▶ **Data for this task**
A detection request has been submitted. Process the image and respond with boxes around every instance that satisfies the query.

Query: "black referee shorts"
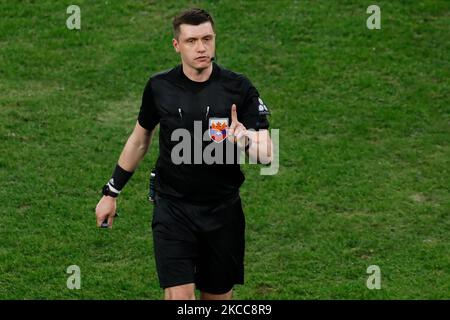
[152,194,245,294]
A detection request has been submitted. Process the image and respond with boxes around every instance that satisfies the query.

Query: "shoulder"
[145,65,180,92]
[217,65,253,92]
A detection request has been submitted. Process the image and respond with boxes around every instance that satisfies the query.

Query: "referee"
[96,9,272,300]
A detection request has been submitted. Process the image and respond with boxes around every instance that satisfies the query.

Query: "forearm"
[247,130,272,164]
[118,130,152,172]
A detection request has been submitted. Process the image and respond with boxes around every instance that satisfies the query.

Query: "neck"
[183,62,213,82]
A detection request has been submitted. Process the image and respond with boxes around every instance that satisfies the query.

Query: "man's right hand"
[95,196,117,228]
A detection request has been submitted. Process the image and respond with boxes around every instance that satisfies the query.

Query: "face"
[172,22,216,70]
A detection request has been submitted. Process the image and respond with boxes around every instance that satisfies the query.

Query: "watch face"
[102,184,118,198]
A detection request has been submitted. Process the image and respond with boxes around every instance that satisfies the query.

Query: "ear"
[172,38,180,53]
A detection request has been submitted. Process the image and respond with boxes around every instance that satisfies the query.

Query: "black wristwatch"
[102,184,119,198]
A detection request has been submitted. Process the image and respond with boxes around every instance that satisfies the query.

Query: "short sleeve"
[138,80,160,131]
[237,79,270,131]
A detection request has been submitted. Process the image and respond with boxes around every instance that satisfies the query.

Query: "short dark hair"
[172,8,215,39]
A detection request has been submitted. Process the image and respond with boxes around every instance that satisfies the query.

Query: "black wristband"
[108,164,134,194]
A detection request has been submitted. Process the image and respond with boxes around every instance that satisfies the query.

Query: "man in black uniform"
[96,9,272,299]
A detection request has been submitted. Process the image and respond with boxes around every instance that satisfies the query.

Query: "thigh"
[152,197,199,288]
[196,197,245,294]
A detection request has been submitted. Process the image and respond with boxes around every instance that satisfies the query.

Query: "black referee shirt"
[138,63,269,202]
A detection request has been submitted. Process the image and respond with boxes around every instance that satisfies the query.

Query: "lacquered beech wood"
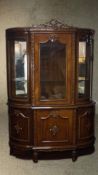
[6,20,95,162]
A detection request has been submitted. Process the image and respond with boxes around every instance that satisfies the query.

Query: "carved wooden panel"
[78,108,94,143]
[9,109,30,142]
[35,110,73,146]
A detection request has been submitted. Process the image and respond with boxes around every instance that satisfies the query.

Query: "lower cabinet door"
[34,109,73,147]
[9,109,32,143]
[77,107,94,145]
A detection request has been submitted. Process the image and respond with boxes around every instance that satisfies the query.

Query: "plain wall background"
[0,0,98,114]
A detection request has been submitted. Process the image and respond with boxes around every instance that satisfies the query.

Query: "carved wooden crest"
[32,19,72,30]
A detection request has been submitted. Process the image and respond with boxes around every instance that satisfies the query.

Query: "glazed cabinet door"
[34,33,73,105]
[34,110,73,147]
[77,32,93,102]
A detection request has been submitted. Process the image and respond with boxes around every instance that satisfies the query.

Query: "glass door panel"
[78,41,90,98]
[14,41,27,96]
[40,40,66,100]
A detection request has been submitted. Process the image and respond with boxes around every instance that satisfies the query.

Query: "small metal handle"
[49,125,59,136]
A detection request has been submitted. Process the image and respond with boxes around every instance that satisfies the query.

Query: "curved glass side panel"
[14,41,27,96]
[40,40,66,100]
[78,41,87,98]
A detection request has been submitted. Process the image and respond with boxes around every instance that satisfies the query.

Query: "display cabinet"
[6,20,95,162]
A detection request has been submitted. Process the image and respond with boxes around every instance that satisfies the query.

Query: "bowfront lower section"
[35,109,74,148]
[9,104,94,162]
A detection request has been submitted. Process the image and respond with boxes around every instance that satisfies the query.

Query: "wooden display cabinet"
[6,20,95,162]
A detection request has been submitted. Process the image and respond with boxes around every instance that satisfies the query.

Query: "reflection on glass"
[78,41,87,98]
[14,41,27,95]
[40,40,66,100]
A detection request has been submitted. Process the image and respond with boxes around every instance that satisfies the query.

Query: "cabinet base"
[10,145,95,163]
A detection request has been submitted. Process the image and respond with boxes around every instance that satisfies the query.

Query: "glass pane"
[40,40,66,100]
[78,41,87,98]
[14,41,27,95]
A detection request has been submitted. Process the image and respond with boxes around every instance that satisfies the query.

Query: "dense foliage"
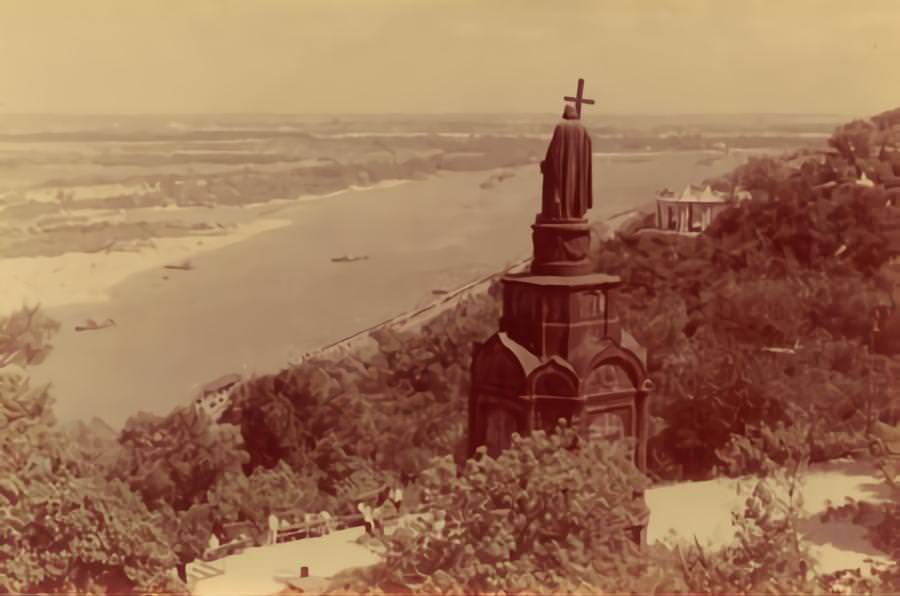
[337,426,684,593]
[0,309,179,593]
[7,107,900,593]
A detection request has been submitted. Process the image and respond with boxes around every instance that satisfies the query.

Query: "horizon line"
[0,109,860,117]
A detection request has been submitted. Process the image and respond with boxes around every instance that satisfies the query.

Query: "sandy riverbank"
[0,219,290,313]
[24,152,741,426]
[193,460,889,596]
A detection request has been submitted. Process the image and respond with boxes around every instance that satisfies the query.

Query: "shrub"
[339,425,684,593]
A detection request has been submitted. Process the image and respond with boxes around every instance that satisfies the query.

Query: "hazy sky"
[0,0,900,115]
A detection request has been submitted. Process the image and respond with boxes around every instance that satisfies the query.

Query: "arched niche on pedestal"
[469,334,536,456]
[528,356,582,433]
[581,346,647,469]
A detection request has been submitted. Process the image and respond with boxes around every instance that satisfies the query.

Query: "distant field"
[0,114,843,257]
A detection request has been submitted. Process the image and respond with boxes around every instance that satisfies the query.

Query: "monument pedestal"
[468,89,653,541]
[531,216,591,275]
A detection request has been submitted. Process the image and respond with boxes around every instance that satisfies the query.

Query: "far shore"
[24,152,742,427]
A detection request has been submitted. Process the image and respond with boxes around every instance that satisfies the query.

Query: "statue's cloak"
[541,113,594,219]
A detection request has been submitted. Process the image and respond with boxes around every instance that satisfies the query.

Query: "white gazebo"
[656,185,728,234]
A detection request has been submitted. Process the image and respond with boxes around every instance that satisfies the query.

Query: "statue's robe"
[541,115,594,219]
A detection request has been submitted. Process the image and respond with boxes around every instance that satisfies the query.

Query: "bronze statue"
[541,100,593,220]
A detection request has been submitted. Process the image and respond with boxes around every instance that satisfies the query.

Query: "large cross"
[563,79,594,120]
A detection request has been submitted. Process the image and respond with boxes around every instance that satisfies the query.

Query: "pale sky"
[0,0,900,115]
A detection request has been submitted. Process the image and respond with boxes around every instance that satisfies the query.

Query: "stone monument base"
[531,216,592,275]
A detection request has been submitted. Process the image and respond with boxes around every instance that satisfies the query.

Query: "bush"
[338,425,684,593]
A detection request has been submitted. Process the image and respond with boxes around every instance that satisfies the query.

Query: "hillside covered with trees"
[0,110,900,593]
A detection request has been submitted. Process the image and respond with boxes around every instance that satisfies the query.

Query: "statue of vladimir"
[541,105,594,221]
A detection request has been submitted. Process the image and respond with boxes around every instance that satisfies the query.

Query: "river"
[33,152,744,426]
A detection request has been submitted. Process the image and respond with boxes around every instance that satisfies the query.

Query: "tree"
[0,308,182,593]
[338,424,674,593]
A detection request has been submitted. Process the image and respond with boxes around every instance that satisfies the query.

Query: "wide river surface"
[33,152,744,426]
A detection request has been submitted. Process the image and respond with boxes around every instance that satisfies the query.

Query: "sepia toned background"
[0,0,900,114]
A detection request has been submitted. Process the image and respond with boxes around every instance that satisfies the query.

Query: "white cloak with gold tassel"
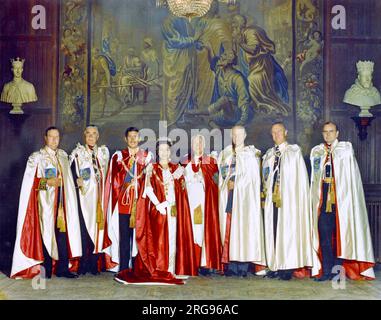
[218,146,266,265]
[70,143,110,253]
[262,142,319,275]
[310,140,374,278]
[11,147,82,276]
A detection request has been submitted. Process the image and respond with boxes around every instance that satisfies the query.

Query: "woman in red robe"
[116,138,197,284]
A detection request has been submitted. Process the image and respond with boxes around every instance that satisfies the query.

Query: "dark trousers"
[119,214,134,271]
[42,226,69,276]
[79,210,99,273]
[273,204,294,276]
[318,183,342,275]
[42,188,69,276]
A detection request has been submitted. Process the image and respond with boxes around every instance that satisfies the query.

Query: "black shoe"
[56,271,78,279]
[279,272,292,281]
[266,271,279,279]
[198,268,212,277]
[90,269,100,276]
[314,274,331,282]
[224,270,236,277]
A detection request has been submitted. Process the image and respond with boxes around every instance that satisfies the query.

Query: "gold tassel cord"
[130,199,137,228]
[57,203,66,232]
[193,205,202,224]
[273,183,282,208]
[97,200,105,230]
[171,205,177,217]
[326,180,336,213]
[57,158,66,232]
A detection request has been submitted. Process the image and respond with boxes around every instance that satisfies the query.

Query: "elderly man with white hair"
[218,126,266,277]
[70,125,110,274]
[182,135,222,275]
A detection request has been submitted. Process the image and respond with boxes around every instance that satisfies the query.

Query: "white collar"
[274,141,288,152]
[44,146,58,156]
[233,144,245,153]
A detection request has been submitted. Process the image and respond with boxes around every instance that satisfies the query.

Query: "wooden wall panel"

---

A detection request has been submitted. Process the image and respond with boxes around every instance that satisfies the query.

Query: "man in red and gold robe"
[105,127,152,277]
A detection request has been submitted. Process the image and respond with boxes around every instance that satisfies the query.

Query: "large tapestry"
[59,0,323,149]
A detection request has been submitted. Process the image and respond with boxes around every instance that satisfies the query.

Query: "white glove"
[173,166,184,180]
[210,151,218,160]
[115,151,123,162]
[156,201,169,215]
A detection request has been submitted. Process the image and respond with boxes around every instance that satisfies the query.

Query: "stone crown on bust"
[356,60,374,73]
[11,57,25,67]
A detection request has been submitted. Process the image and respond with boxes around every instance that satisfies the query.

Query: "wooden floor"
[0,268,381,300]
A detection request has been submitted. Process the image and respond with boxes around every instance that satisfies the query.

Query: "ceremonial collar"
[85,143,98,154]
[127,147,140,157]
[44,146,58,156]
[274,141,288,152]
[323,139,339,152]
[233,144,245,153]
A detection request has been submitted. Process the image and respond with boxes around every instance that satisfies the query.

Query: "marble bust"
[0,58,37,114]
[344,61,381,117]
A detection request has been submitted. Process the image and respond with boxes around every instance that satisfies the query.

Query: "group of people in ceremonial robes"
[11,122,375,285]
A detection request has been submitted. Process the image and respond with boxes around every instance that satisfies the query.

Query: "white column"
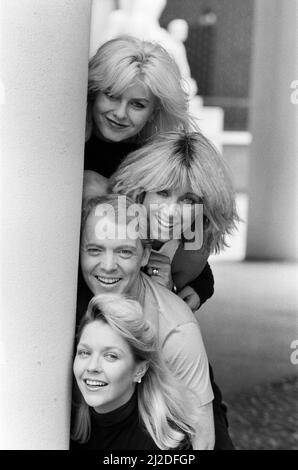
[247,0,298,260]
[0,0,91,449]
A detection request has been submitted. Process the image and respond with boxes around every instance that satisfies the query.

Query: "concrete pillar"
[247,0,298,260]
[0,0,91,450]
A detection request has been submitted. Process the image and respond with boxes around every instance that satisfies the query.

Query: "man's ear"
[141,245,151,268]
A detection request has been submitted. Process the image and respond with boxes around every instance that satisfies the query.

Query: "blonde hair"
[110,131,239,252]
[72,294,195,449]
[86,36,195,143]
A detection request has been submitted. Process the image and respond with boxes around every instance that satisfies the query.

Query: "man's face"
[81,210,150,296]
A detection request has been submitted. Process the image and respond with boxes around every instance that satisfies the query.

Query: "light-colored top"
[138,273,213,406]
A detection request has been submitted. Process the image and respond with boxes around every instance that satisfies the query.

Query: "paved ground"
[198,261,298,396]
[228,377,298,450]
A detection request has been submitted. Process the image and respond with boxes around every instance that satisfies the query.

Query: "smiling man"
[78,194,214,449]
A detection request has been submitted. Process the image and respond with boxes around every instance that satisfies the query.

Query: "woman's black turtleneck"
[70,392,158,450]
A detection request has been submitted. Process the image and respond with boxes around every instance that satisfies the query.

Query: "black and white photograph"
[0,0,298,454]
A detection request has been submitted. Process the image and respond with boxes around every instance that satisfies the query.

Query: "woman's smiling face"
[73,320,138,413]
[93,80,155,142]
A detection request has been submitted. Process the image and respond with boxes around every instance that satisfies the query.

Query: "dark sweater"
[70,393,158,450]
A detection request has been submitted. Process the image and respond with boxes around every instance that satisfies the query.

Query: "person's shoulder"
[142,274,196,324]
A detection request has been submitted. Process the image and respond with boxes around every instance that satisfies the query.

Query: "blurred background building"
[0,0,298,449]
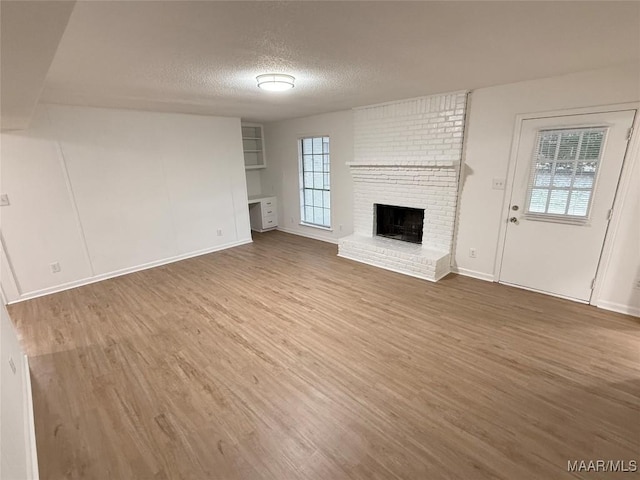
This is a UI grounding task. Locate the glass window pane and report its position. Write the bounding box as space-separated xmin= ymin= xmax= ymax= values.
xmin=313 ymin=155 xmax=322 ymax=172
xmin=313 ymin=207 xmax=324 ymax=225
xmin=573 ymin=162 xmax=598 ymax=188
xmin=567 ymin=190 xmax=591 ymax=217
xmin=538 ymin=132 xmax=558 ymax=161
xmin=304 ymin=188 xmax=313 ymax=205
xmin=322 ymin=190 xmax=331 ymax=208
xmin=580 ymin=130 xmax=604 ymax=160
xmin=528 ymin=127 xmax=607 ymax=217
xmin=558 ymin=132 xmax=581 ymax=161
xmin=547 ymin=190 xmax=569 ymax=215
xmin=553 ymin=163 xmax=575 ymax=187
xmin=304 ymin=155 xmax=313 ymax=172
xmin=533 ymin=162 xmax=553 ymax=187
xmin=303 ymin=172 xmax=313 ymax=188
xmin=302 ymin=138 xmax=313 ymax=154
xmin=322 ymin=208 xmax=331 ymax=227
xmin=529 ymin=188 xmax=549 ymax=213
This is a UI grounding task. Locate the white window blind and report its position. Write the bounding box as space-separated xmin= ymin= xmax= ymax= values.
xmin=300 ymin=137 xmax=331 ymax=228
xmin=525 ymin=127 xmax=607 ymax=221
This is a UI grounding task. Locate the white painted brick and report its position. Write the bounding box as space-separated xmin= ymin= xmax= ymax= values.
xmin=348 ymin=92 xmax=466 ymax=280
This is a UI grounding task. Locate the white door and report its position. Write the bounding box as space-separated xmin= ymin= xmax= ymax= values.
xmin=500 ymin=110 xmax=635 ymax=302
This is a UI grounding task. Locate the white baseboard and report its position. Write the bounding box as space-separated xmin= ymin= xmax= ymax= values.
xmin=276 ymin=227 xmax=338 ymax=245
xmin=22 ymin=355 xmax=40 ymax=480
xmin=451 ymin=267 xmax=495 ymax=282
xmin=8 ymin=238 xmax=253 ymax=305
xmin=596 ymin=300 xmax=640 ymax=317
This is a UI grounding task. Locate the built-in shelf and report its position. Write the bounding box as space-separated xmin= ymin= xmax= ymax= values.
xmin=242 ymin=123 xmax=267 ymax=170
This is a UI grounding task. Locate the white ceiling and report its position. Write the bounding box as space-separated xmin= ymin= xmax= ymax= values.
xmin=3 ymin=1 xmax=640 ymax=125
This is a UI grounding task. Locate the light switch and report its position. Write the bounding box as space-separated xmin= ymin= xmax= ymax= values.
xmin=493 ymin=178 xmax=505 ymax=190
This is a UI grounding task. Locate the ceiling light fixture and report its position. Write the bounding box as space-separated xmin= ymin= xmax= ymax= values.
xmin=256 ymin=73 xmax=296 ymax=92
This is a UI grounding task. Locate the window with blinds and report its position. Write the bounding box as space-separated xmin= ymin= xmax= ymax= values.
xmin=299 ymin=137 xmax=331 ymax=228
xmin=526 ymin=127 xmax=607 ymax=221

▶ **Exercise objective**
Report how many lines of the records contain the word "carved", counting only matches in the same case. Give the number alone.

▶ **Correct response**
2